Exercise goal:
In the profile of Elisabeth Jacobs, which organization did she co-found and co-direct?

Source:
»»

Elisabeth Jacobs is a Ph.D. candidate in Sociology at Harvard University and a Doctoral Fellow in the Multidisciplinary Program in Inequality and Social Policy. Her research interests embrace a wide array of questions addressing the issue of economic security: Do Americans face more economic risk today than they have in the past? If so, why, and what are the consequences of this increased risk burden for families, communities, and the polity? How have social welfare policy decisions over the last half-century contributed to these trends? Jacobs has conducted research and written on a wide variety of topics, including public attitudes to economic inequality and redistributive policy; the impact of neighborhoods on individuals’ socio-economic outcomes and political participation; housing policy; unemployment insurance (with the Center on Budget and Policy Priorities); and the work/family balance for low-income women transitioning on and off of TANF in the years following the 1996 welfare reform (with the Three-City Study on Welfare, Children and Families). In tandem with her academic work, Jacobs is a Co-Founder and Co-Director of New Vision, a domestic policy think tank that seeks to engage the next generation of scholars in developing the policy proposals and broader visions that will be needed to create widespread opportunity and security in the next century. Prior to beginning graduate work at Harvard, Jacobs was a Research Associate for the Poverty Program at the Brennan Center for Justice, a New York City-based public interest law center combining public education, litigation, and policy advocacy in order to effect social change. She has been active on political campaigns at local, state and national levels, and previously served on the Board of Directors of Dwight Hall, the Center for Public Service and Social Justice at Yale. Jacobs has been awarded numerous grants and fellowships, including the National Science Foundation Graduate Research Fellowship, the Jacob K. Javits Graduate Fellowship, and the President’s Public Service Fellowship at Yale University. She graduated Magna Cum Laude, Phi Beta Kappa from Yale University.

««

Provided material:
»»

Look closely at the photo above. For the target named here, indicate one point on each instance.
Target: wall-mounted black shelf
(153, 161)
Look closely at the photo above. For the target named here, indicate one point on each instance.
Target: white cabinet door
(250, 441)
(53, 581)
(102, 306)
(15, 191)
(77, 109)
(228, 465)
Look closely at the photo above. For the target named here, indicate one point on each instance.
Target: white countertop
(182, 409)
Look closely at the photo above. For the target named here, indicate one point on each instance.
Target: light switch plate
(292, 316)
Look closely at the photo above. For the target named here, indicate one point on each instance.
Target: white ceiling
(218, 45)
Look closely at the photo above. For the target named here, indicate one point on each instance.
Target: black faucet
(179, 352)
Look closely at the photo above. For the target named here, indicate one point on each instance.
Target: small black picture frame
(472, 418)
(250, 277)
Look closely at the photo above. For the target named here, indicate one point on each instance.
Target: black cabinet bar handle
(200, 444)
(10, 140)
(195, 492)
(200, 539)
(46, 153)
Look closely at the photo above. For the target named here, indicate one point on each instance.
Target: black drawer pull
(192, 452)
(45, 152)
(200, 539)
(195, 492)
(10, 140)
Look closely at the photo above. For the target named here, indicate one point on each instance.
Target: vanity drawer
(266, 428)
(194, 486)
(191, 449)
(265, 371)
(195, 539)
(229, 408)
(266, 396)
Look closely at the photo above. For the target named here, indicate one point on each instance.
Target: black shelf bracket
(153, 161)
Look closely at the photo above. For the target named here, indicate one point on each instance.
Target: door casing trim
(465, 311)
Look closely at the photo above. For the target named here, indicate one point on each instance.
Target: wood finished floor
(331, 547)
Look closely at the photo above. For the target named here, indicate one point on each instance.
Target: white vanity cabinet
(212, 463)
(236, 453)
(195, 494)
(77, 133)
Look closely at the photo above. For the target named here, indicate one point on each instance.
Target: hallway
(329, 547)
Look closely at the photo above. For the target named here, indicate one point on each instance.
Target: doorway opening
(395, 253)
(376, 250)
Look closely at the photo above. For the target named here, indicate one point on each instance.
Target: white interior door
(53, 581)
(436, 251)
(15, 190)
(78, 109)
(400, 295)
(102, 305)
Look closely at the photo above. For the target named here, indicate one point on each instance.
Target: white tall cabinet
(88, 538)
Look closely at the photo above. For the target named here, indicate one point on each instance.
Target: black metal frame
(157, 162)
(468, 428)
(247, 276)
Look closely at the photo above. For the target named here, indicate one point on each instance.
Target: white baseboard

««
»»

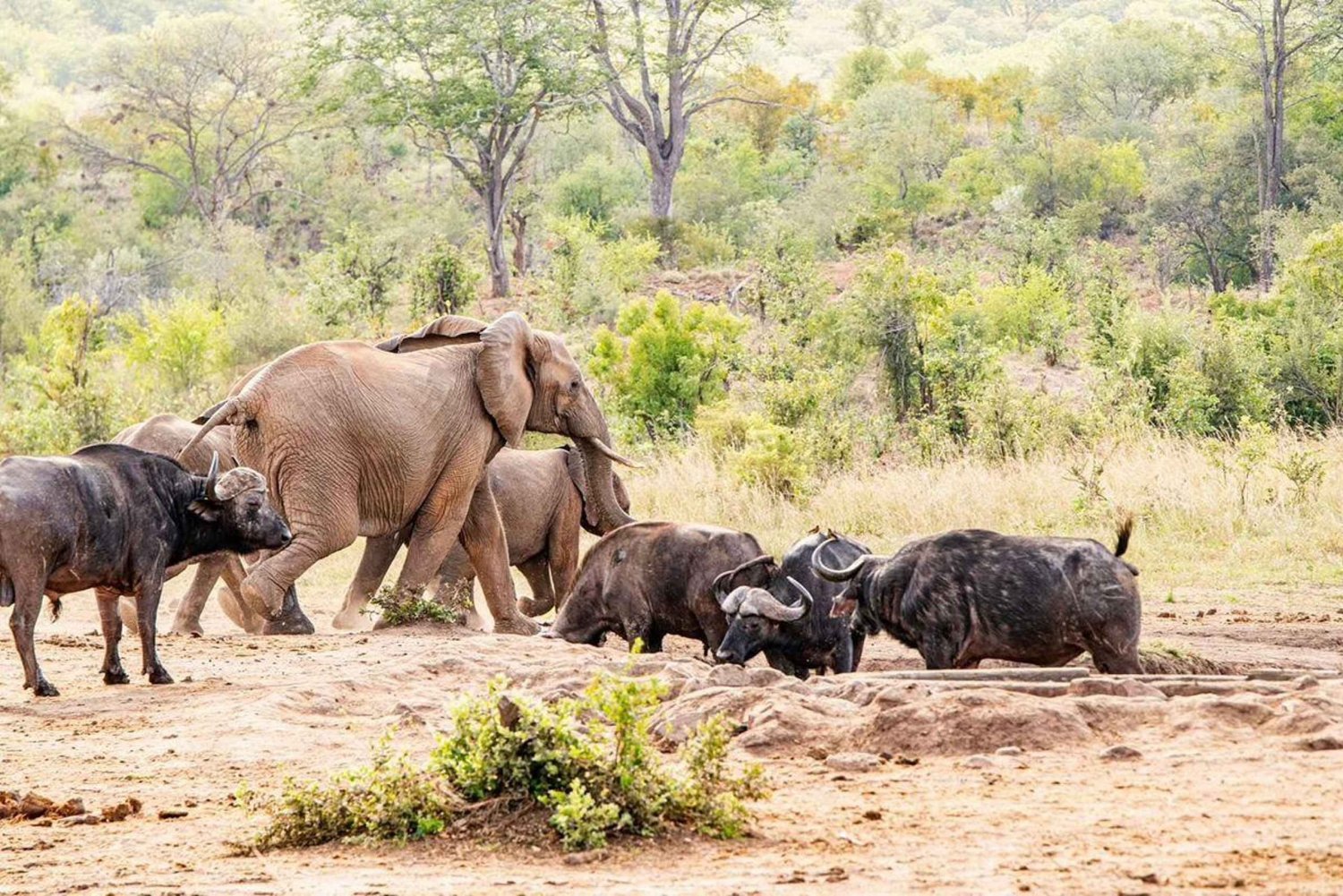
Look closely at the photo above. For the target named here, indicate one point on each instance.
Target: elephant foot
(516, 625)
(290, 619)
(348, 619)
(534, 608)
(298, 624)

««

Response to the task:
New Vision, a domestic policy think tank.